== OBJECTIVE ==
In the listing below, switch every "sausage" to "bratwurst" and reproduce everything else unchanged. Leave the pictures out of your copy.

== SUPPLIED INFORMATION ==
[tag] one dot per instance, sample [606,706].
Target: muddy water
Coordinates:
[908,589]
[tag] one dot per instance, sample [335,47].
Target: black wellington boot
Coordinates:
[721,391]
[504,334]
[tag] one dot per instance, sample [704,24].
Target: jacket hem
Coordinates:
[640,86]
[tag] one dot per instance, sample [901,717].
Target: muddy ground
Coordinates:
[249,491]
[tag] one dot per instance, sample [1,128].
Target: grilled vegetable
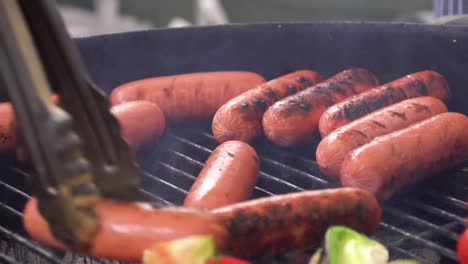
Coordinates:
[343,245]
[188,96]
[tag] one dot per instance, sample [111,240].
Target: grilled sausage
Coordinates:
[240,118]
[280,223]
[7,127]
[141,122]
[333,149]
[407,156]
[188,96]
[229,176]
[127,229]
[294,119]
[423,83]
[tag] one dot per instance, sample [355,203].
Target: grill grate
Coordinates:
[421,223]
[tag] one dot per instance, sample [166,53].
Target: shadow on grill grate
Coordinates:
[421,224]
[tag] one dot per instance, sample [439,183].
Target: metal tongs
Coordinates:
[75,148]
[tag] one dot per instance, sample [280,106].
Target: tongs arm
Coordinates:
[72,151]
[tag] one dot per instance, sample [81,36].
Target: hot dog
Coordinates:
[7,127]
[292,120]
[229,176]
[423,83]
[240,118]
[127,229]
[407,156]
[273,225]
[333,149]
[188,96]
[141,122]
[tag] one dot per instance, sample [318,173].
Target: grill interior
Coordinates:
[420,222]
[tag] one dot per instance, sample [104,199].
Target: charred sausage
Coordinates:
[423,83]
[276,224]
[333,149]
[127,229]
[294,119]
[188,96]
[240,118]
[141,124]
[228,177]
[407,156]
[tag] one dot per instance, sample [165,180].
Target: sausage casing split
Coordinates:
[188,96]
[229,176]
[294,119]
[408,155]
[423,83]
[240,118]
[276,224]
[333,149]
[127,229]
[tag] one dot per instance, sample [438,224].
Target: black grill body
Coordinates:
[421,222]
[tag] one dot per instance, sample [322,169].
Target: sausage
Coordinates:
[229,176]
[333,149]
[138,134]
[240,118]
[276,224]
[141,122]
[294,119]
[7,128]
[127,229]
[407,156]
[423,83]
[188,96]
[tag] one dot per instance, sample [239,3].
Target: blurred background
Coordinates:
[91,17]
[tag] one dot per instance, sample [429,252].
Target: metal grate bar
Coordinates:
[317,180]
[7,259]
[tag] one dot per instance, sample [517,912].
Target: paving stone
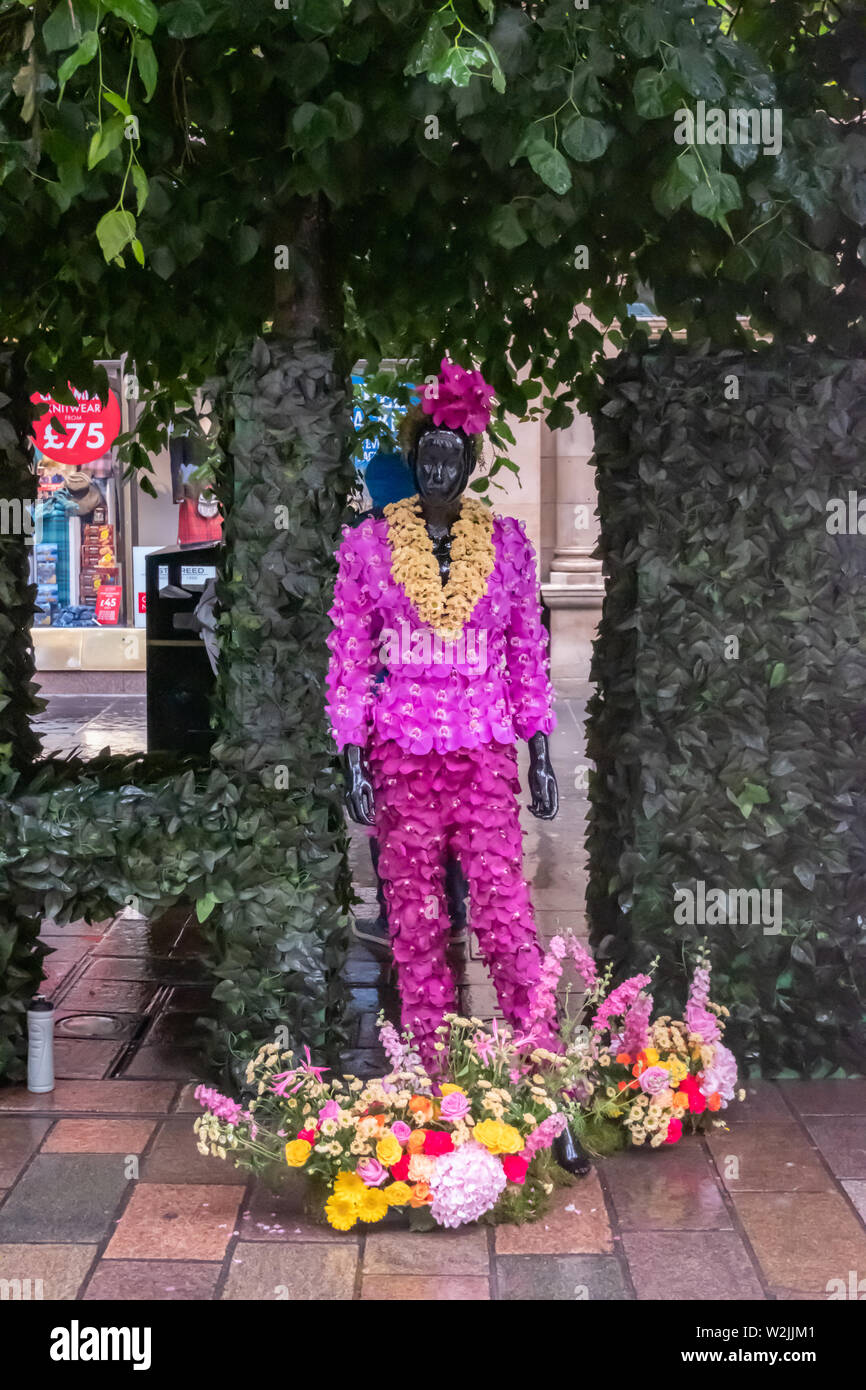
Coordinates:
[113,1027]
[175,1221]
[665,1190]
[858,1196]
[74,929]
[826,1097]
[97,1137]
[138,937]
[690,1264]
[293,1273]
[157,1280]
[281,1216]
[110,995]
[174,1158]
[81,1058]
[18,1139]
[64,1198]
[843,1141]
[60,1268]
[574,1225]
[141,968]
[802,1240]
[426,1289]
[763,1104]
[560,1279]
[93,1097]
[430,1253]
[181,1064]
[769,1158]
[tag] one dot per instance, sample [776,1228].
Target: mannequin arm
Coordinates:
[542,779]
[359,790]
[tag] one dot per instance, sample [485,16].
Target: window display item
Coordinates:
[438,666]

== TASK SOLUTION ==
[tag] one dot per instance, sample [606,706].
Target: muddy water
Coordinates:
[908,589]
[tag] one dot per instance, sample [335,47].
Target: black wellington boot
Coordinates:
[721,391]
[504,334]
[tag] one dot per instance, sample [704,24].
Target: jacket hem
Coordinates:
[640,86]
[tag] one dot per instance, sample [901,717].
Target: muddy ground
Coordinates:
[249,491]
[tag] one dot per instance, sample [1,128].
Target: grilled vegetable
Coordinates:
[343,245]
[188,96]
[tag] one dot per instance, sample [111,240].
Target: grilled bratwurst
Coordinates:
[240,118]
[280,223]
[7,127]
[141,122]
[333,149]
[407,156]
[188,96]
[229,176]
[127,229]
[294,119]
[423,83]
[tag] one dot per instance, sample [355,203].
Target: grill grate
Coordinates:
[421,223]
[tag] one dot per instance, sample [166,53].
Target: shadow on grill grate
Coordinates:
[421,224]
[tag] one dot per instance, sample [439,183].
Target: metal tongs
Coordinates:
[75,148]
[tag] one dot per instance, sample [280,106].
Target: tongs arm
Coordinates:
[72,151]
[tag] one dot per instance, sample [81,36].
Target: hot dog
Coordinates:
[7,127]
[292,120]
[229,176]
[423,83]
[240,118]
[127,229]
[407,156]
[273,225]
[333,149]
[188,96]
[141,122]
[tag] one dot per instance, sample [318,173].
Target: grill interior
Coordinates:
[420,222]
[tag] one dot per instance, sample [104,199].
Target: charred bratwurst
Coordinates:
[423,83]
[276,224]
[333,149]
[127,229]
[294,119]
[188,96]
[240,118]
[141,124]
[228,177]
[407,156]
[tag] one dot per instance, sample [165,180].
Target: bratwurst casing split
Coordinates:
[188,96]
[229,176]
[294,119]
[408,155]
[423,83]
[240,118]
[276,224]
[333,149]
[127,229]
[tag] one dot per instance, sample [438,224].
Target: black grill body
Coordinates:
[421,222]
[tag] one dot per instance, sample [322,169].
Target: bratwurst
Coordinates:
[229,176]
[333,149]
[138,134]
[240,118]
[276,224]
[141,122]
[294,119]
[7,128]
[127,229]
[407,156]
[423,83]
[188,96]
[tag] one dot per instance, sample [239,3].
Target: blurred background
Coordinates:
[91,17]
[tag] one dot per instance, sample [429,252].
Target: metal grate bar
Coordinates:
[317,180]
[7,259]
[tag] one dot per instance, sample [517,912].
Target: paving stone
Coordinates:
[113,1027]
[175,1221]
[665,1190]
[858,1196]
[74,929]
[826,1097]
[97,1137]
[138,937]
[690,1264]
[293,1273]
[157,1280]
[281,1216]
[110,995]
[174,1158]
[81,1058]
[18,1139]
[64,1198]
[843,1141]
[60,1268]
[574,1225]
[141,968]
[802,1240]
[426,1289]
[763,1104]
[560,1279]
[93,1097]
[430,1253]
[181,1064]
[769,1158]
[tag] one dot per instance, sample [776,1228].
Target: mannequin arm
Coordinates:
[542,779]
[359,790]
[tag] one dot per instance, sample [485,16].
Target: window display item
Coordinates:
[438,666]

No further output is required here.